-- Requirement --
Retype every entry word for word.

------

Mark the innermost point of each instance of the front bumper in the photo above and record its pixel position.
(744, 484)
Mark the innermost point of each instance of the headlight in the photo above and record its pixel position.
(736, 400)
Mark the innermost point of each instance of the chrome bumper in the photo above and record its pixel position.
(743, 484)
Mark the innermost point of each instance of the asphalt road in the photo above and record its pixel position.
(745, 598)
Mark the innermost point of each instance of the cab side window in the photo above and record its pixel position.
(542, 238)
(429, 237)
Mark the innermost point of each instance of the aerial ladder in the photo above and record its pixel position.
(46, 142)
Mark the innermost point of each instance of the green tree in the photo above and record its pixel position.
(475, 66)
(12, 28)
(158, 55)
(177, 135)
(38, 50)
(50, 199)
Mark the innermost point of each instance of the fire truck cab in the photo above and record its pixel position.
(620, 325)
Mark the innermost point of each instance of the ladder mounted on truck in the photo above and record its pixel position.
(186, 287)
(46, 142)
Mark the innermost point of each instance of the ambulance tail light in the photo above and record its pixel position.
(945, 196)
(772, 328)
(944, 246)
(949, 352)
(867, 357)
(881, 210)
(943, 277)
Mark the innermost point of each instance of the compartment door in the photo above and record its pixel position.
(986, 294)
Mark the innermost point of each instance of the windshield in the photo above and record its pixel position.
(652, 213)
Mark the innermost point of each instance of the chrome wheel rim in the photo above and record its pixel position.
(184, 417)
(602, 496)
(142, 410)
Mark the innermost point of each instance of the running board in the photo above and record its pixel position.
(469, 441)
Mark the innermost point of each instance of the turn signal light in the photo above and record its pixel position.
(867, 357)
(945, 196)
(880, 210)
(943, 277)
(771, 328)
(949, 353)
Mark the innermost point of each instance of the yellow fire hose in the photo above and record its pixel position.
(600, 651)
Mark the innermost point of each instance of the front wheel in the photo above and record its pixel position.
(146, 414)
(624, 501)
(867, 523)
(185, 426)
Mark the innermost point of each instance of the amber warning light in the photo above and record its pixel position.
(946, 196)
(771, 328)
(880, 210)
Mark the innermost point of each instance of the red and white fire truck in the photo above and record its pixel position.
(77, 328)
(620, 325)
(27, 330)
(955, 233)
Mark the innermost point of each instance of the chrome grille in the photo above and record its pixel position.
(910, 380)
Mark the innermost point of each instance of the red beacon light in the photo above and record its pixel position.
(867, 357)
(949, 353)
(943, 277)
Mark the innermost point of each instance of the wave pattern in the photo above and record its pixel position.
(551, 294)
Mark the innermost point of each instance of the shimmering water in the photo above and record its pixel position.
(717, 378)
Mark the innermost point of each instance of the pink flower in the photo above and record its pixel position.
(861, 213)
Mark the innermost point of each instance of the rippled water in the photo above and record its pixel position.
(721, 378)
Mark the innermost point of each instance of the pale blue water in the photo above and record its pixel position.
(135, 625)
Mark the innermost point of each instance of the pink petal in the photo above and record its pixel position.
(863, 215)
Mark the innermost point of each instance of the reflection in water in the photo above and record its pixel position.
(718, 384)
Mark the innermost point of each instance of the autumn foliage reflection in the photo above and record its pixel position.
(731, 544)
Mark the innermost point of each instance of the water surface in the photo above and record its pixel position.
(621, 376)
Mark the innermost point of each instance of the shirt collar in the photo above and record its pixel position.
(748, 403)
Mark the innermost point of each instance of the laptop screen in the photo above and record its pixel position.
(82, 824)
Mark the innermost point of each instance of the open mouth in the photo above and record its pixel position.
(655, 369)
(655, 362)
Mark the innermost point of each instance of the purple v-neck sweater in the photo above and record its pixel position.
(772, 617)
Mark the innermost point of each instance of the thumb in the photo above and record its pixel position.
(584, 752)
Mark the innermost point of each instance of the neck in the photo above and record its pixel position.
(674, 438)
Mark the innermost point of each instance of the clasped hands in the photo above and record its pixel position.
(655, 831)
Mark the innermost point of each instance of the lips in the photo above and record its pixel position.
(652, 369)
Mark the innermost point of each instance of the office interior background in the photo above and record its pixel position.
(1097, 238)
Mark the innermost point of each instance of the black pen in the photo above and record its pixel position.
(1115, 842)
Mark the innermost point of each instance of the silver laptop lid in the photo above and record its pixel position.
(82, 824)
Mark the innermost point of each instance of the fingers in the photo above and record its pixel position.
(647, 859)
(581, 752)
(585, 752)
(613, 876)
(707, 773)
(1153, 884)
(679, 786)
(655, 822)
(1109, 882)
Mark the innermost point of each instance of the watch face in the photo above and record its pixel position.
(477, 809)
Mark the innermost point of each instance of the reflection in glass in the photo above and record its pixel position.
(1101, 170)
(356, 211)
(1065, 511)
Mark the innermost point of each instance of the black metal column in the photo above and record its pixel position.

------

-- Task result --
Mark the innermost point of each instance of the front bumper in the photo above and record its pixel position.
(744, 484)
Mark the innermost point of each instance of the headlight in the photo above and record its pixel position.
(736, 400)
Mark the innermost point of each instance of the chrome bumper in the photo above and record its pixel position.
(743, 484)
Mark the innermost point of each instance of the asphalt road in the photo above and record its pixel position.
(745, 598)
Mark the innermost point of each instance of the cab side window in the photo above and record its pixel position.
(542, 238)
(429, 237)
Mark the innermost point of each instance of the aerial ladder in the photo above and record its pixel position.
(46, 142)
Mark the innermost point of each instance of the green tree in the photo above and record its pixel position.
(475, 66)
(12, 28)
(158, 55)
(177, 135)
(38, 50)
(50, 199)
Mark the innermost point of each instance of the fire truck cab in the photo above and record its pixel position.
(620, 325)
Mark the innermost point of each instance of the ladder mounted on truck in the photo above and record its pixel position.
(186, 287)
(46, 142)
Mark the innermost point of each instance of the ambulance tail light in the photo above and record its pixel position.
(945, 196)
(772, 328)
(944, 246)
(949, 352)
(867, 357)
(881, 210)
(943, 277)
Mark the innermost point of each instance of the compartment door in the photo above and record its pixel position.
(986, 294)
Mark the innermost point of each instance of the windshield in the photo above and record its pixel position.
(652, 213)
Mark the innermost point of each instance of the chrome wheel rim in the photo above and record its pixel position.
(184, 417)
(602, 496)
(142, 410)
Mark the innermost point of each instance of the running board in the photo above and record its pixel position.
(469, 441)
Mark the innermost point of each instance of the turn signal light in the photo above and record its pixel position.
(867, 357)
(945, 196)
(880, 210)
(943, 277)
(771, 328)
(949, 353)
Mark the innermost point of each instance of the yellow fire hose in the photo above and record its pixel position.
(600, 651)
Mark the innermost point of each instance of the front wheel in the photo above and record its pixel position.
(146, 414)
(624, 501)
(867, 523)
(185, 426)
Mark the innermost point of each instance of the amber warning light in the photo above and record its pixel position.
(946, 196)
(771, 328)
(880, 210)
Mark the innermost point of each instance of the red and white fire truck in the photo above and record its pixel position.
(77, 328)
(620, 325)
(27, 330)
(955, 233)
Mark the innermost point of each instance of the chrome grille in the photo above and record its pixel position.
(910, 380)
Mark the innermost point of each instance of the red beacon light in the photo above and record its pixel position.
(867, 357)
(949, 353)
(943, 277)
Mark the innermost point of each instance of the wave pattern in the photo above and record its pixel position.
(551, 294)
Mark the innermost point of each instance of the shimmering water in the photo above and record its pixel position.
(717, 378)
Mark the innermost point of each instance of the pink flower in the photo above and record its pixel position.
(861, 213)
Mark the innermost point of each instance of the rippled water in the photo above and record its pixel position.
(721, 378)
Mark the innermost point of each instance of the pale blue water in the photo above and record its pixel position.
(135, 625)
Mark the innermost point of each instance of the pink petal in the photo above and record its pixel position.
(863, 215)
Mark the innermost point of each instance of the reflection in water in the photo above and record its pixel position.
(718, 384)
Mark the innermost point of each instance of the autumn foliage reflection in the photo above and record its pixel position.
(731, 544)
Mark the innermost point of each instance of the water surface in the photo above and record its pixel position.
(621, 376)
Mark the innermost point of each instance of the shirt collar in the photo above and record its pixel position.
(748, 403)
Mark the innermost point of each instance of the laptop screen in the photo above and record its pixel position.
(82, 824)
Mark the innermost point of each instance of the open mouth in the photo above and record its pixel position.
(655, 369)
(655, 362)
Mark the innermost point of each instance of the purple v-neck sweater in the photo above and record its pixel position.
(772, 617)
Mark the innermost point of each instance of the thumb in the photo above and record its pixel position.
(584, 752)
Mark the innermost point of each instance of the neck in the photo above and record its pixel position.
(674, 438)
Mark the innermost point of each instance of the clasped hands in the photo above and record its pixel position.
(655, 831)
Mark the innermost point of each instance of the lips in the photo above and record its pixel position.
(652, 369)
Mark the innermost point of each instance of the office interior background in the photo above and record its pixel position.
(1097, 238)
Mark the innermost point of each instance of the black pen in the photo above and record its pixel position.
(1115, 842)
Mark the innermost point of each instance of the silver laptop lid in the photo above and record its pixel position.
(82, 824)
Mark the innermost point of each instance of the fingers in the photo above and record its pixel position.
(647, 859)
(581, 752)
(585, 752)
(613, 876)
(707, 773)
(1153, 884)
(679, 786)
(655, 822)
(1109, 882)
Mark the innermost point of each instance of the watch face in the photo above and record its pixel position.
(477, 809)
Mark the innermost point of each instance of the reflection in glass in the photo above and record its pixel position.
(1101, 170)
(356, 211)
(1065, 511)
Mark the innermost point of each instance of the black metal column in the photo above and record its pixel position.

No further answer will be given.